▸ Check your understanding:
1: List every section heading in the passage on estate tax planning, in order of appearance.
2: From the passage on estate tax planning, extract word for word the portion starting with "For wealthy married" and going on through "from estate taxes.".
3: Continue the passage on estate tax planning from the point where it stops.

▸ Selected extract:
Under TRA 2010, individuals with estates under $5.12 million are not subject to federal gift or estate tax. However, if Congress allows TRA 2010 to expire, estates larger than $1 million will become taxable at the beginning of 2013.

What Can You Do?


Outright Gift

One option is to gift a portion of your estate.  Between now and December 31 2012, an individual can gift up to $5.12 million (and a couple can gift up to $10.24 million) completely gift-tax free.  These gifts can be made directly to loved ones, like children, or gifted into trusts for the benefit of these individuals to protect the gifts from divorce and creditors.  This strategy is straightforward and works well if your clients are comfortable giving away a significant portion of their assets during their lifetime. But many clients are not willing to simply give away millions just to reduce their tax bill.

Spousal Lifetime Access Trust

Another way to preserve an estate is to lock in the current estate tax exclusion using a well-planned trust. Here’s an overview of how this strategy works:

  • Clients put their money into a trust for their spouse or partner, removing those assets from their estate.
  • The Client’s spouse or partner can act as trustee, making distributions to him- or herself, subject to certain restrictions.
  •  The trust assets are available for the client’s spouse or partner to use and enjoy, but they are not included as part of his or her estate either.
  •  Clients have the option to name their children or others as trust beneficiaries, as well.

For wealthy married clients, or those in a long-term relationship, the spouses or partners can even set up trusts for each other. Certain rules must be followed so that those trusts avoid the “reciprocal trust doctrine.”  A qualified estate planning attorney can explain how this is done. Using this strategy, your clients an shelter a total of $10.24 million, together with all the future growth on those funds, from estate taxes.

Timing is Everything

The clock is ticking. No one knows what Congress will do between now and the end of this year. One thing is certain: Clients have until December 31 to complete the planning and gifting necessary to benefit from what the law currently allows. It can take several weeks for an experienced estate planning attorney to complete the work involved in establishing a trust and transferring all the necessary assets, so clients should not delay talking to their attorney to choose a course of action.

▸ Listed records:

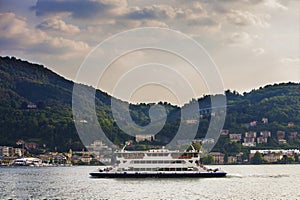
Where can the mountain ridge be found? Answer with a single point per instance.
(49, 120)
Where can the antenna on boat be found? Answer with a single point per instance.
(193, 147)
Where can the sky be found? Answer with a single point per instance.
(251, 43)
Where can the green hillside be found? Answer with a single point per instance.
(35, 105)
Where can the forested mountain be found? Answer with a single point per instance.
(35, 105)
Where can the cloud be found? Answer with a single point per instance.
(258, 51)
(55, 24)
(246, 18)
(240, 38)
(16, 35)
(275, 4)
(290, 60)
(77, 8)
(151, 12)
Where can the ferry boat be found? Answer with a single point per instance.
(157, 163)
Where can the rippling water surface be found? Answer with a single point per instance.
(242, 182)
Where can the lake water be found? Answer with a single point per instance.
(242, 182)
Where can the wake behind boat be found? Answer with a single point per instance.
(157, 163)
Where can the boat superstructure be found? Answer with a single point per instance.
(157, 163)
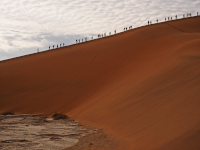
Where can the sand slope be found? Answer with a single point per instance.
(141, 86)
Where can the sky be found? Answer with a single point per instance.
(27, 25)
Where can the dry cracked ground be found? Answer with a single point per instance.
(19, 132)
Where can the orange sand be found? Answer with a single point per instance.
(141, 86)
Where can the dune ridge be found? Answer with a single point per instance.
(141, 86)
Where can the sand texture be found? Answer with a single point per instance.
(142, 87)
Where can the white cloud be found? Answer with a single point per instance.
(28, 24)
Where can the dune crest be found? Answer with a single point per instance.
(141, 86)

▸ Expected responses:
1:
What Can You Do?
Outright Gift
Spousal Lifetime Access Trust
Timing is Everything

2:
For wealthy married clients, or those in a long-term relationship, the spouses or partners can even set up trusts for each other. Certain rules must be followed so that those trusts avoid the “reciprocal trust doctrine.”  A qualified estate planning attorney can explain how this is done. Using this strategy, your clients an shelter a total of $10.24 million, together with all the future growth on those funds, from estate taxes.

3:
How to Leave a Legacy

In the estate planning process you will probably cover the basics of estate planning: naming an executor, stating your final wishes and identifying beneficiaries to receive your estate. For some people, though, a basic estate plan is not enough. What if you want to leave more? Through legacy planning you can leave a financial heritage and a sense of who you are to your family and to your community.

Family Trusts

Trusts are an excellent way to leave a financial legacy for your loved ones. You can do so through individual lifetime trusts or even family trusts. Long term Trusts can provide financial stability for those close to you throughout their life. With a Generation Skipping or Dynasty Trust, you may even be able to help your grandchildren or great-grandchildren pay for college.

Personal Documents

Legacy planning also focuses on leaving behind a piece of yourself for your family to remember and for future generations to know. There are many ways to do this. You can create write a letter to each loved one to be read after your death. You can also write a memoir with remembrances and life lessons to provide your current family and descendants with a sense of who you really were. You can also write a family history with the help of genealogy research. Learning about your family’s past can help you and your loved ones better understand and appreciate your current life.

Charitable Trusts

Do you have a favorite charitable cause that you donate funds to each year? With a Charitable Trust, you can help others for years after you are gone. Such a Trust is a great way to help a cause close to your heart.

You can also save money when you use a Charitable Trust. These Trusts provide a tax deduction for the year they are funded. They also lower your taxable estate, which helps your family with lower or avoid estate taxes upon your death.